> The problem:
Which lines of the entries below contain the word "facade", with case counting? Return each of those lines in full.

[Excerpts from point annotation entries]
* Start *
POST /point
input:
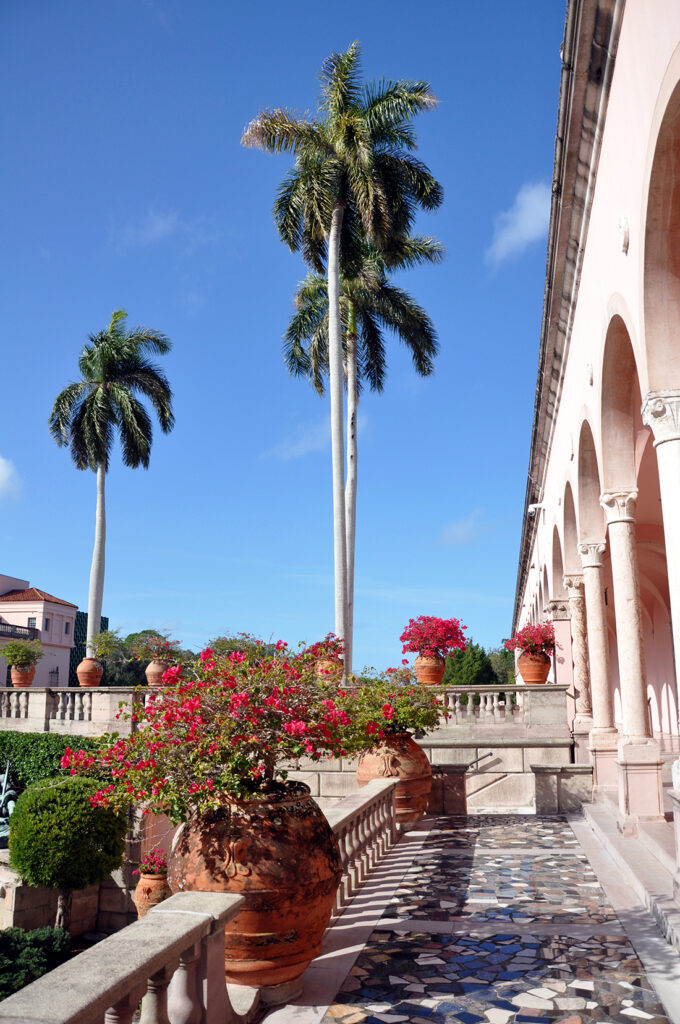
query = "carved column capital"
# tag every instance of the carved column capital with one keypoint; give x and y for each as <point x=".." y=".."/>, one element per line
<point x="619" y="505"/>
<point x="591" y="553"/>
<point x="661" y="412"/>
<point x="574" y="584"/>
<point x="558" y="610"/>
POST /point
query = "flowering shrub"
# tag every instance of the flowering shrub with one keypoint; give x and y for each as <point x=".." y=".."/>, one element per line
<point x="224" y="727"/>
<point x="156" y="647"/>
<point x="432" y="637"/>
<point x="385" y="705"/>
<point x="534" y="639"/>
<point x="154" y="862"/>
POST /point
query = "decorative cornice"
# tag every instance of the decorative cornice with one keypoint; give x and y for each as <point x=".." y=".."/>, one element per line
<point x="591" y="553"/>
<point x="661" y="412"/>
<point x="619" y="506"/>
<point x="558" y="610"/>
<point x="589" y="49"/>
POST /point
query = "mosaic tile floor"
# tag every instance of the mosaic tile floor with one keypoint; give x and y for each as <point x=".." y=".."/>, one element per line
<point x="516" y="975"/>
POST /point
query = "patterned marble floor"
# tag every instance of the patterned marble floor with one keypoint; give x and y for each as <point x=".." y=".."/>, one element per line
<point x="559" y="954"/>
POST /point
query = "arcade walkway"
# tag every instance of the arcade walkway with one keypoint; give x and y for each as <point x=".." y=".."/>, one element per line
<point x="493" y="920"/>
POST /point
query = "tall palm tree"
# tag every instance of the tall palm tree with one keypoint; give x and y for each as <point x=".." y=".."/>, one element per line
<point x="89" y="414"/>
<point x="369" y="305"/>
<point x="354" y="175"/>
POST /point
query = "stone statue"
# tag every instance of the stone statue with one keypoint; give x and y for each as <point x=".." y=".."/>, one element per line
<point x="8" y="796"/>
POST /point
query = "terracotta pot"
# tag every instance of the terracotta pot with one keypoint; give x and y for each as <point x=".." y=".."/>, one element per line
<point x="534" y="668"/>
<point x="281" y="854"/>
<point x="155" y="670"/>
<point x="429" y="671"/>
<point x="89" y="672"/>
<point x="398" y="756"/>
<point x="152" y="890"/>
<point x="329" y="668"/>
<point x="23" y="676"/>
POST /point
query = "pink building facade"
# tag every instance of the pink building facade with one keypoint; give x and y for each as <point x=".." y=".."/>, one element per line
<point x="27" y="612"/>
<point x="600" y="546"/>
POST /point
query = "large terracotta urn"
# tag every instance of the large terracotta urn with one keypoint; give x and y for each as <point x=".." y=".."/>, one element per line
<point x="329" y="668"/>
<point x="281" y="854"/>
<point x="89" y="673"/>
<point x="155" y="671"/>
<point x="151" y="890"/>
<point x="398" y="756"/>
<point x="534" y="668"/>
<point x="22" y="676"/>
<point x="429" y="671"/>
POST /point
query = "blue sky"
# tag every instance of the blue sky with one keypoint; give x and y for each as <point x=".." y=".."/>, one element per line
<point x="124" y="184"/>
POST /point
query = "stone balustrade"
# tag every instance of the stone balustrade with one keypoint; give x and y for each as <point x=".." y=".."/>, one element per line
<point x="366" y="829"/>
<point x="172" y="961"/>
<point x="69" y="711"/>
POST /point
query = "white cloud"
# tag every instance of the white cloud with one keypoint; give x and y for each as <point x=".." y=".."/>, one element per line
<point x="307" y="438"/>
<point x="160" y="225"/>
<point x="524" y="222"/>
<point x="10" y="484"/>
<point x="463" y="530"/>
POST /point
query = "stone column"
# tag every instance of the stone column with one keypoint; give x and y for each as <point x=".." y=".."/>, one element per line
<point x="603" y="735"/>
<point x="638" y="764"/>
<point x="583" y="720"/>
<point x="661" y="412"/>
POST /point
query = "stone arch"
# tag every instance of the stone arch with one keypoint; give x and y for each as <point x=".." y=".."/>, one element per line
<point x="570" y="534"/>
<point x="662" y="239"/>
<point x="620" y="409"/>
<point x="558" y="590"/>
<point x="591" y="518"/>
* End *
> Final result:
query = "pink building facade"
# tag every instance of the pink building facade with one keypoint; give x and y for each as <point x=".." y=".."/>, one element per line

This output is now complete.